Request
In the blog excerpt below, rewrite the paragraph that begins "My friend bought me dinner" as a brief bulleted list that keeps its main facts.

Excerpt provided
--
Friday, January 24, 2014

Low.

It's been a while since I last posted, so I felt an update is in order.

The word of the day is low.

I'm low on food and low on money.  I have just enough money leftover from a few kind PayPal donations to pay my utilities... and that is it.  I have no money for food, rent, or gas.

I haven't had a face-to-face interview in months and only 2 phone interviews in the last month.  I have to keep looking, of course, but I've been looking for months with only a couple temp jobs in between.

It isn't all bad, I just submitted my 3rd freelance article to Food Dive.
You can read my latest article here.  I don't get paid much, but it will be enough for gas and food, which I will need with or without an apt to live in.

My friend bought me dinner on Tuesday night and I hadn't eaten all day.  The next time I ate was 24 hrs later, and I didn't eat at all Thursday.  I had a turkey sandwich at 3am this morning and another at about 2:30pm.  I'm trying to make what food I have last.

So yeah, right now things are pretty low.  While it's nice to receive a donation to support my writing or even just to help me out, it's not really a sustainable income stream.  I hope I find something soon.  I'm tired of looking and worrying.


Until next time,
Sam.

Sunday, January 12, 2014

Bootstrappers.

When you stick out like a sore thumb, everyone becomes a hammer... I know that is a horrible mixed metaphor, but that is how I feel.

As my story got out there, I received more than PayPal Donations and kind words of encouragement.  I've been getting lots of annoyed responses followed by advice that usually starts out like this:

'Why don't you just...'

Some of them tell me their own experiences where everything worked out fine in the end, and I get the sense from their stories that there is a little revisionist history going on.

I get a lot of what I call, 'Bootstrappers'. These are people who start at self sufficiency and work backwards from there.  If you try, you will get a job... If you just make the effort, you will get hired... You just need to get off your ass and pound the pavement... Just take any job that comes along!  Go flip burgers!

A lot of the hasty responses followed a tough love approach, as if the only reason I am not currently working is because I don't want to and this guy is going to get real with me and they're the one that's going to step up and tell me the hard truths that these other pussies are too afraid to tell me.

Bootstrappers.

First off, no job is easy to get right now, even though the labor market is slowly improving, it's still multiple applicants per job.  Another thing that people don't consider is that it is possible for a job to pay too little to except.  Sure, $7 or $8 an hour is $7 or $8 an hour more than what I currently make, but if the hours max out at 28, then I'll barely have enough to make rent, let alone food and utilities and fuel.  If the schedule changes every week then I can't hope to get a 2nd job to add up to enough money for just my basic bills.  Sure, $170 a week after taxes is $170 more than I make now, but it's still less than what I need to live on.  The utilities still get shutoff, even if I have a little money.  I would still get evicted, eventually, even if I had only some of the money.
--
Supplied material

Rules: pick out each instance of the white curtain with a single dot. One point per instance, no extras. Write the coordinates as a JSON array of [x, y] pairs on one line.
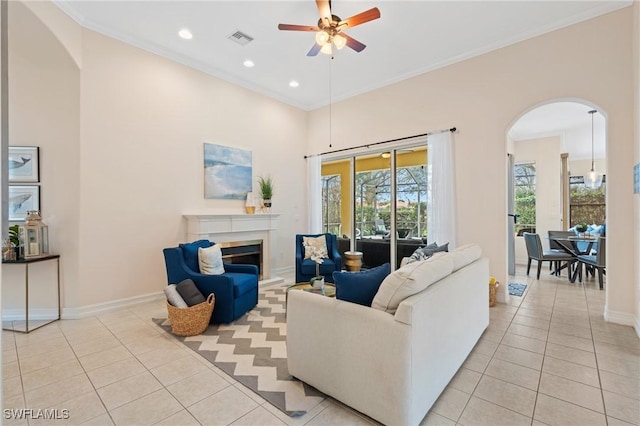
--
The response
- Tuesday night: a friend bought dinner, the first food that day.
- About 24 hours later: the next meal.
- Thursday: nothing eaten.
- 3 a.m. this morning: a turkey sandwich.
- About 2:30 p.m.: another turkey sandwich.
- The writer is trying to make the remaining food last.